[Data for this exercise start]
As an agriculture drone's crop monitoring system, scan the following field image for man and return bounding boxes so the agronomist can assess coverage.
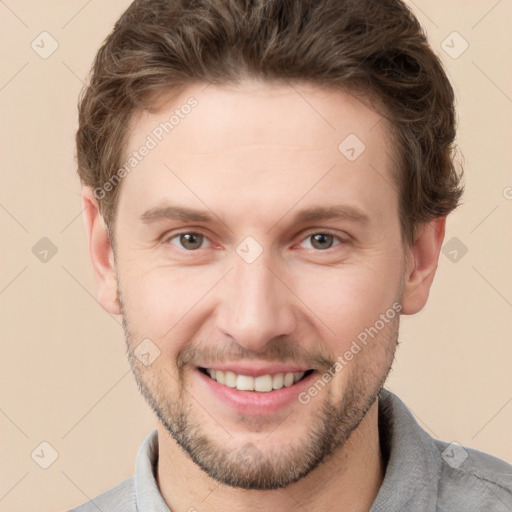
[71,0,512,512]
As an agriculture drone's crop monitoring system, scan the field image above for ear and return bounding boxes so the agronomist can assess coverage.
[402,217,446,315]
[82,187,121,315]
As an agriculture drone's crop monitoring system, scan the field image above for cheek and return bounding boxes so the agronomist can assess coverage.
[294,265,400,354]
[120,265,218,348]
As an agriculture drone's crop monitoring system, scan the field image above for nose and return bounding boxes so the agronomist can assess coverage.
[217,254,296,352]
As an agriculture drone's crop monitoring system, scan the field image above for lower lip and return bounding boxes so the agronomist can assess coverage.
[194,368,317,416]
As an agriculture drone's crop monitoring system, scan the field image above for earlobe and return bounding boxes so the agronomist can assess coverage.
[402,217,446,315]
[82,187,121,315]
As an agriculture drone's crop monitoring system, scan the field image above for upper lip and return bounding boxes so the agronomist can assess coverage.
[200,363,313,377]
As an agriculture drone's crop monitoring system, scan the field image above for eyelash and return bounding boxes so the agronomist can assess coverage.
[164,230,348,253]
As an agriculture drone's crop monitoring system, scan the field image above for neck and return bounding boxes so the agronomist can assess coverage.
[157,400,385,512]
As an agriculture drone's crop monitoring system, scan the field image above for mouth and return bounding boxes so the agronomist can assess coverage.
[198,367,315,393]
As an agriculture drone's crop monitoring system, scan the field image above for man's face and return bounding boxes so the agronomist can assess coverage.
[116,82,404,489]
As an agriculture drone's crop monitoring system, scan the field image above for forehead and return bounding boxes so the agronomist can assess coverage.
[119,81,396,228]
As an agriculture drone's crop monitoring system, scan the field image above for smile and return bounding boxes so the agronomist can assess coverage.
[199,368,314,393]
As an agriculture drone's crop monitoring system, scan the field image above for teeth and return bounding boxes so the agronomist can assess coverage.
[206,368,304,393]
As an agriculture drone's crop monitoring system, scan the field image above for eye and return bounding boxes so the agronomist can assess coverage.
[167,233,208,251]
[301,233,341,251]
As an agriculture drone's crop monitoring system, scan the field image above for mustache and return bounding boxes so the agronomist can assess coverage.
[176,339,336,370]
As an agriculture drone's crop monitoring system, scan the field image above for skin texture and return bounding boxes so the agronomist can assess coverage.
[82,80,445,512]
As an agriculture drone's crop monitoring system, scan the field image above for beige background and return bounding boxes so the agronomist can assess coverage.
[0,0,512,512]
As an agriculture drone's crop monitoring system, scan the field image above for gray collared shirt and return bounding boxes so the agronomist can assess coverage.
[70,389,512,512]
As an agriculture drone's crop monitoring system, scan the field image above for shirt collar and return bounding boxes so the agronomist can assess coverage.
[135,389,441,512]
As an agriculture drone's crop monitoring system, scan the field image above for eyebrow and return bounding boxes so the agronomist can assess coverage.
[140,205,370,224]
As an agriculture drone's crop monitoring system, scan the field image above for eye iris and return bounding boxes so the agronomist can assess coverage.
[311,233,334,249]
[180,233,203,249]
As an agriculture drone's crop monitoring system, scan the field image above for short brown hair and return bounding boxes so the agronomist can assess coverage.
[76,0,463,248]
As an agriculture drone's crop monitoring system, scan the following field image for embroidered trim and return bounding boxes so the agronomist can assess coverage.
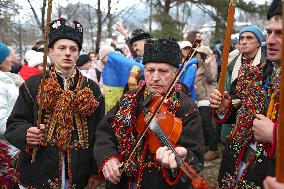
[37,70,99,150]
[162,167,182,186]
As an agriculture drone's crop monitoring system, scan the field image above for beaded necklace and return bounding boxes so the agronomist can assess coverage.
[37,69,99,188]
[111,86,180,185]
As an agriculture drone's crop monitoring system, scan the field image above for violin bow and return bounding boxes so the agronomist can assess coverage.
[149,118,209,189]
[120,40,201,172]
[219,0,236,94]
[276,3,284,183]
[31,0,52,163]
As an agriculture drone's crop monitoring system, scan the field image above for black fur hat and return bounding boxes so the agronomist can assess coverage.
[48,18,83,51]
[267,0,282,20]
[143,38,181,68]
[130,29,152,46]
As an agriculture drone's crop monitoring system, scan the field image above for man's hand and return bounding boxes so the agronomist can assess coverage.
[263,176,284,189]
[156,146,187,169]
[252,114,274,144]
[209,89,231,112]
[27,124,45,145]
[115,23,128,37]
[204,54,215,64]
[102,158,121,184]
[87,175,104,189]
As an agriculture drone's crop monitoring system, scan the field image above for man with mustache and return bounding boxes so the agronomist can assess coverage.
[210,0,282,188]
[94,39,203,189]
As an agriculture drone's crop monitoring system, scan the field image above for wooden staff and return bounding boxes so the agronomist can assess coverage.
[219,0,236,94]
[31,0,52,163]
[276,3,284,183]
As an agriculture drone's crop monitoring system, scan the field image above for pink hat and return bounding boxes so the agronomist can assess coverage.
[99,45,115,60]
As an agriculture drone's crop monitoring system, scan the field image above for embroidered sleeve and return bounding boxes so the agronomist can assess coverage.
[211,101,237,124]
[5,80,38,151]
[264,122,278,159]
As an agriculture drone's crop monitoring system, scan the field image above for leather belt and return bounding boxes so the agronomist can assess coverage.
[242,147,256,163]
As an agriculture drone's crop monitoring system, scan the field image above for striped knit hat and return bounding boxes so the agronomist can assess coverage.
[0,43,10,64]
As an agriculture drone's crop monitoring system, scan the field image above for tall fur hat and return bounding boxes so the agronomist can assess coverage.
[130,29,152,46]
[267,0,282,20]
[143,38,181,68]
[48,18,83,51]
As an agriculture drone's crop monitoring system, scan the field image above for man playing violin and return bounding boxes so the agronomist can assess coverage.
[94,39,203,189]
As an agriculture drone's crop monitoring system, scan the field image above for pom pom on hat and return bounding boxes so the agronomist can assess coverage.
[267,0,282,20]
[76,54,90,67]
[99,45,115,60]
[179,41,192,49]
[0,43,10,64]
[130,29,152,46]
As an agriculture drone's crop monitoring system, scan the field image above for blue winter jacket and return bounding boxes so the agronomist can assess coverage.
[179,58,198,100]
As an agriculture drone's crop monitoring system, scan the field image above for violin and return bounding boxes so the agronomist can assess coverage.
[136,95,208,189]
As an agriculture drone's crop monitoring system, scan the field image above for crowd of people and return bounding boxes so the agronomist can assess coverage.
[0,0,284,189]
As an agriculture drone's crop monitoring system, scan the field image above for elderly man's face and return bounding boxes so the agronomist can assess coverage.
[132,39,145,57]
[145,62,177,95]
[266,17,282,61]
[240,32,260,55]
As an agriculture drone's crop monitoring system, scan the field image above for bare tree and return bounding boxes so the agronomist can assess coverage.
[96,0,102,49]
[107,0,113,38]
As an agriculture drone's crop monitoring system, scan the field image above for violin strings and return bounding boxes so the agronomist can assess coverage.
[150,124,194,177]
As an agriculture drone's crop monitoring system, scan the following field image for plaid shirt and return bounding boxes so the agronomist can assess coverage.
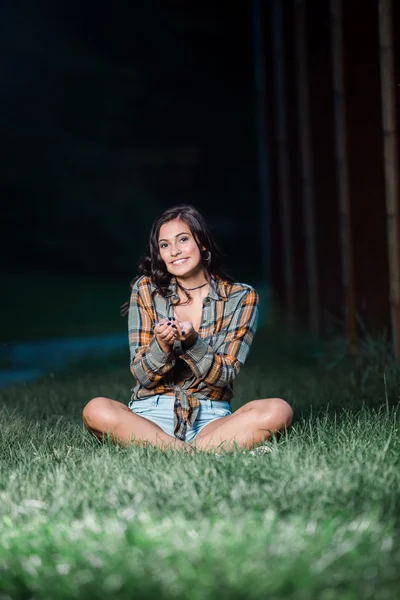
[128,275,259,440]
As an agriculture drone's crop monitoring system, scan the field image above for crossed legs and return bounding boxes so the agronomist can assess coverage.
[82,397,293,452]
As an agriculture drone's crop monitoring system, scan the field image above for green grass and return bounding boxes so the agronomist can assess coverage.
[0,332,400,600]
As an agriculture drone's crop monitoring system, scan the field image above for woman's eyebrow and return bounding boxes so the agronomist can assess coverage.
[158,231,190,243]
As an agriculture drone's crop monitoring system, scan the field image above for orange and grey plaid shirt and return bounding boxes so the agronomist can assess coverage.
[128,275,259,440]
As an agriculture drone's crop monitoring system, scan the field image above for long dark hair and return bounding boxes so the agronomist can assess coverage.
[120,204,234,317]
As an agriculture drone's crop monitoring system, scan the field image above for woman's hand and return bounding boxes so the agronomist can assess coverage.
[154,319,179,352]
[178,321,198,348]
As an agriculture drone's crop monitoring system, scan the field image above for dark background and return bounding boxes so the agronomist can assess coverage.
[0,0,261,284]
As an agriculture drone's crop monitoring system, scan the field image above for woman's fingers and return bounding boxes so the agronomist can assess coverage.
[154,319,177,343]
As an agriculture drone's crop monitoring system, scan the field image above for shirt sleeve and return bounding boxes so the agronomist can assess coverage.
[128,285,176,388]
[181,288,259,389]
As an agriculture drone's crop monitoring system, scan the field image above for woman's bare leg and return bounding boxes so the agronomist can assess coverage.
[82,397,193,452]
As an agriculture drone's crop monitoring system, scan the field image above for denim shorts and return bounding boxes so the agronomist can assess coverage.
[128,394,232,442]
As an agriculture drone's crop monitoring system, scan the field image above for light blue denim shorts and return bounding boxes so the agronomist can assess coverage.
[128,394,232,443]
[Data for this exercise end]
## What this task involves
Switch "agronomist" to "field technician" in the data, covering everything from the line containing "above for elderly" down to the line containing "[240,32,260,55]", and give those lines again with nothing else changed.

## Output of the exercise
As an agriculture drone's crop monitoring system, scan the field image above for elderly man's face and return bounding boxes so the field technician can assess coverage.
[132,39,145,57]
[145,62,177,95]
[266,17,282,61]
[240,32,260,55]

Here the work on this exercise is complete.